* Aim of the exercise *
Write out the stretch of saved entries from the start through the line containing "[197,280,313,311]", copying each line exactly as it stands.

[Saved entries]
##########
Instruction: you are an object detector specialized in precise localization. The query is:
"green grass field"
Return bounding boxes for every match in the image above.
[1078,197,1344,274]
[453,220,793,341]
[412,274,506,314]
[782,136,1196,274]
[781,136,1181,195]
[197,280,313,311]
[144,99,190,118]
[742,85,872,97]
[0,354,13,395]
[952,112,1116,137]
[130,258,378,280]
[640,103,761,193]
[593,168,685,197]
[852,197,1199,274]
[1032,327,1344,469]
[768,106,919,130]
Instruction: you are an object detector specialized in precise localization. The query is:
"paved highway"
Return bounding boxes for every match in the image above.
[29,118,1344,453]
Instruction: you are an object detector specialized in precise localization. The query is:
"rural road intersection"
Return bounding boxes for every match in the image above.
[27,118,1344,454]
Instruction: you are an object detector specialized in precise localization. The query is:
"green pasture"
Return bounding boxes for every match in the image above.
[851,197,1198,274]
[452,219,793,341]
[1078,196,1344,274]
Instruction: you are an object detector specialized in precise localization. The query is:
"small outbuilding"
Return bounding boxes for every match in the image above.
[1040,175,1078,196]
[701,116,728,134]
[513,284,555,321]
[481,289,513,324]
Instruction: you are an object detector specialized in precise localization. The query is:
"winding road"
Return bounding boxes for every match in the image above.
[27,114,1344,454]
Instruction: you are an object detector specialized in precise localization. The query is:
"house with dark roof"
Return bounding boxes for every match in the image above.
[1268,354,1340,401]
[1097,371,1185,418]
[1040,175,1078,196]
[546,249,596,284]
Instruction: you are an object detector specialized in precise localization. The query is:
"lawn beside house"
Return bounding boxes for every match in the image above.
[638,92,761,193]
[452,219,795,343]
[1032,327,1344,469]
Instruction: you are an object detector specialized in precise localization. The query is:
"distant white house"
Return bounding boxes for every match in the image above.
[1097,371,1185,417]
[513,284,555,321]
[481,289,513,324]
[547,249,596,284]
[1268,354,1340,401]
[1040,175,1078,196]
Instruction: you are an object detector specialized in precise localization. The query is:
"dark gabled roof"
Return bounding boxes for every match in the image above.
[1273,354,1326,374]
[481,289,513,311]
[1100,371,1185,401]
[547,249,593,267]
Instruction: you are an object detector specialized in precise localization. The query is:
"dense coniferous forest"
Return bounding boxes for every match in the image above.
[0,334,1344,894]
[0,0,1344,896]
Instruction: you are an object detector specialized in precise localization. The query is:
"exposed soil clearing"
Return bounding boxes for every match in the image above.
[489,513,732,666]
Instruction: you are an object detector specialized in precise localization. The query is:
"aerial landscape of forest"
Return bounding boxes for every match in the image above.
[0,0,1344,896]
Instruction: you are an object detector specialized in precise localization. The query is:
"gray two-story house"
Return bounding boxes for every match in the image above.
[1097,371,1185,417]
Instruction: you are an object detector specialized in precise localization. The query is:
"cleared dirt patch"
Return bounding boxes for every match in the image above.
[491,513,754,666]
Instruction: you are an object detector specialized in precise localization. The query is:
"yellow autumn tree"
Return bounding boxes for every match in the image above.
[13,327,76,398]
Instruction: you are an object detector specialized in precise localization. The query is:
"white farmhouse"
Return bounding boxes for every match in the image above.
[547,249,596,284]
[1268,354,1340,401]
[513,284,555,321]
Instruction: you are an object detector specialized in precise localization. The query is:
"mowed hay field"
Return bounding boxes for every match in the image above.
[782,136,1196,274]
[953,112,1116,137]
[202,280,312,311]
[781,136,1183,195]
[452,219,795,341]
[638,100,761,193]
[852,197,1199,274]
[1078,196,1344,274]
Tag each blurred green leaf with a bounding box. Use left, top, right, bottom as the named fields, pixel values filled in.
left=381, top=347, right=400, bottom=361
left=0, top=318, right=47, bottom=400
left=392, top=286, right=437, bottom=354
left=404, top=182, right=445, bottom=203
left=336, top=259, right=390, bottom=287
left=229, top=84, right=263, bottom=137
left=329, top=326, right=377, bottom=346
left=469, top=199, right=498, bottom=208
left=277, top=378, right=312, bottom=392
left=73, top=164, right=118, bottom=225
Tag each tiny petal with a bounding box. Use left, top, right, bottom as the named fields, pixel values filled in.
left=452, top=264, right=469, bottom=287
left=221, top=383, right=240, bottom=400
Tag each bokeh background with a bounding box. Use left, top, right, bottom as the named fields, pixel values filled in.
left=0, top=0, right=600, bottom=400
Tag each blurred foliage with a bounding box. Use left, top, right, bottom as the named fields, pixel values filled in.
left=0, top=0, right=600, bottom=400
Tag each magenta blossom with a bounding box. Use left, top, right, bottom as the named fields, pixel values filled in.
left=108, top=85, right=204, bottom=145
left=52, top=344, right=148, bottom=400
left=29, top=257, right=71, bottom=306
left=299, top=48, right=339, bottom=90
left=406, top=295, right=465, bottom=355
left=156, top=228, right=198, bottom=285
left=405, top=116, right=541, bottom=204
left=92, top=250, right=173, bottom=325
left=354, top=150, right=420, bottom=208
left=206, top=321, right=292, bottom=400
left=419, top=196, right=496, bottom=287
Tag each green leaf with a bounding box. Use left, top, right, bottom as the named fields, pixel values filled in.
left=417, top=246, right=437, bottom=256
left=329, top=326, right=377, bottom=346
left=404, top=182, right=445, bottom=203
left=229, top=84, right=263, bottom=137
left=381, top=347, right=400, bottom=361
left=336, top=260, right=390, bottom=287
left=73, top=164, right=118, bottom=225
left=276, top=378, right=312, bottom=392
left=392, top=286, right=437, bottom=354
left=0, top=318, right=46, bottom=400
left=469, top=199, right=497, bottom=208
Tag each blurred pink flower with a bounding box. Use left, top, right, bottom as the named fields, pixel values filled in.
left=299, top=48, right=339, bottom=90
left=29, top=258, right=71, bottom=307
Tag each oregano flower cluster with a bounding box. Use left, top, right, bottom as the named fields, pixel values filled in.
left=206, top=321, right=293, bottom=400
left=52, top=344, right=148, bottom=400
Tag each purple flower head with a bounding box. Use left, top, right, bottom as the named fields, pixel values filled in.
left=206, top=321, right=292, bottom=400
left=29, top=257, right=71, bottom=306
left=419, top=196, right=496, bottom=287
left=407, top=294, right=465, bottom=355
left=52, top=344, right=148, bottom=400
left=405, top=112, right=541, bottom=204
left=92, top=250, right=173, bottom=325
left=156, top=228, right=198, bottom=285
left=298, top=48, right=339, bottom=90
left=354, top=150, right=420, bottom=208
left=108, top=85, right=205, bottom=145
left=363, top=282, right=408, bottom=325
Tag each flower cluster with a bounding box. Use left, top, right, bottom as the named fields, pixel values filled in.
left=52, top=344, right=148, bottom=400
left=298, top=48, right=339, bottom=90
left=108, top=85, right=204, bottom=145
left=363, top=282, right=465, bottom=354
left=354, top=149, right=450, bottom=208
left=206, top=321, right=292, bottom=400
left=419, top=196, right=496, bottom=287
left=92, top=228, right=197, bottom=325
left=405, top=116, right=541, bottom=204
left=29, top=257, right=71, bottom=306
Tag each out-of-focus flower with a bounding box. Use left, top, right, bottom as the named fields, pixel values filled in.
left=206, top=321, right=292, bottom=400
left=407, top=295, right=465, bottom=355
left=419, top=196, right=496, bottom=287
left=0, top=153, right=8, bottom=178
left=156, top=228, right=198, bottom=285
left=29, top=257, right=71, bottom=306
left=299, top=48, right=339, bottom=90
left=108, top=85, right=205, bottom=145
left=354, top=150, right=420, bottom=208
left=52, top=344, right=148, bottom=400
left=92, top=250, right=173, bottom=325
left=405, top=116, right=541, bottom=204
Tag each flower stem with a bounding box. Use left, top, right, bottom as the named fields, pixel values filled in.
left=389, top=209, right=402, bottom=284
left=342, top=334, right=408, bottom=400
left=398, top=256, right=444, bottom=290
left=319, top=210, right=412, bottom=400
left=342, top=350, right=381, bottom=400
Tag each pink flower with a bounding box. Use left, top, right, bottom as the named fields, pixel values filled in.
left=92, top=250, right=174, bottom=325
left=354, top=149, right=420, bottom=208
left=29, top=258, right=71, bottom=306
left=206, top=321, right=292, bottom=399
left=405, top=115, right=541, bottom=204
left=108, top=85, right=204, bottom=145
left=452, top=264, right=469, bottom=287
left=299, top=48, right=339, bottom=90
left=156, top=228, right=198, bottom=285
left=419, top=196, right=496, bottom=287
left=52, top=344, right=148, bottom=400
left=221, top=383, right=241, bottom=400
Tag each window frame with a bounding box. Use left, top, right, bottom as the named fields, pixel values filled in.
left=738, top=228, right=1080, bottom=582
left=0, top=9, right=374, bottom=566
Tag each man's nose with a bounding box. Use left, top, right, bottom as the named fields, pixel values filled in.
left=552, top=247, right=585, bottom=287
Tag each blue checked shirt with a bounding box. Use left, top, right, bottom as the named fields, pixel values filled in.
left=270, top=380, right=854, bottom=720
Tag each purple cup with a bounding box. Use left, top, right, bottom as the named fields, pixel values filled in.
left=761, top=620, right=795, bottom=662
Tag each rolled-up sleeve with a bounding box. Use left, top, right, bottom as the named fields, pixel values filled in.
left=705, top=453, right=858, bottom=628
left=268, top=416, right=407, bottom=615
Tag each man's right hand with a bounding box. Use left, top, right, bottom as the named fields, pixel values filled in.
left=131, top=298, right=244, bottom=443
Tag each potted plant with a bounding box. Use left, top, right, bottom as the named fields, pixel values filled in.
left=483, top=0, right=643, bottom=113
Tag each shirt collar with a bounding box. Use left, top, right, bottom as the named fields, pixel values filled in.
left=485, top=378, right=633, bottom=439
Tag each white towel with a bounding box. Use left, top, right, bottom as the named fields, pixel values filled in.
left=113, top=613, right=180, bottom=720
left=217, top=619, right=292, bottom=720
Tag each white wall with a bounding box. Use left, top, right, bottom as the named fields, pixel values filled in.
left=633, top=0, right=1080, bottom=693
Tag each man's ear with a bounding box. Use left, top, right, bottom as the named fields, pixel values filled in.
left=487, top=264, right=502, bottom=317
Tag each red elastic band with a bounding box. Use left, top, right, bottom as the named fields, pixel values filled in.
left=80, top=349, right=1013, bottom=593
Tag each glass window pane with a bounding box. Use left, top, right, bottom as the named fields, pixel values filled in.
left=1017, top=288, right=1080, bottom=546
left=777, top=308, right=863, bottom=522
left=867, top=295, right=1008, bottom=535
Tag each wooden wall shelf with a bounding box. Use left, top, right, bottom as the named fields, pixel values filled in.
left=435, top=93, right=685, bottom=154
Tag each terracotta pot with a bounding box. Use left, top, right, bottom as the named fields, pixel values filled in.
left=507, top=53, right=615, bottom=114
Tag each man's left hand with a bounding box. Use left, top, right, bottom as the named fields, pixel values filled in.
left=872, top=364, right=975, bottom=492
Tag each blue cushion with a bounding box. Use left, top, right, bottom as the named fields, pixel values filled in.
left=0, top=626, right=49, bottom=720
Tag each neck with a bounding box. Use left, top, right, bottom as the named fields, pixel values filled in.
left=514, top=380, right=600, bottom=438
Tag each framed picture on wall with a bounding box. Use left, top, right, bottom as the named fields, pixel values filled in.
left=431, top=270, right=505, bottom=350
##########
* Written response *
Instruction: you are an object detector specialized in precise localization. The query is:
"green grass field"
Return bounding boxes for every match in the image above.
[1078,197,1344,274]
[453,220,793,341]
[412,274,506,314]
[782,136,1196,274]
[781,136,1181,195]
[197,280,313,311]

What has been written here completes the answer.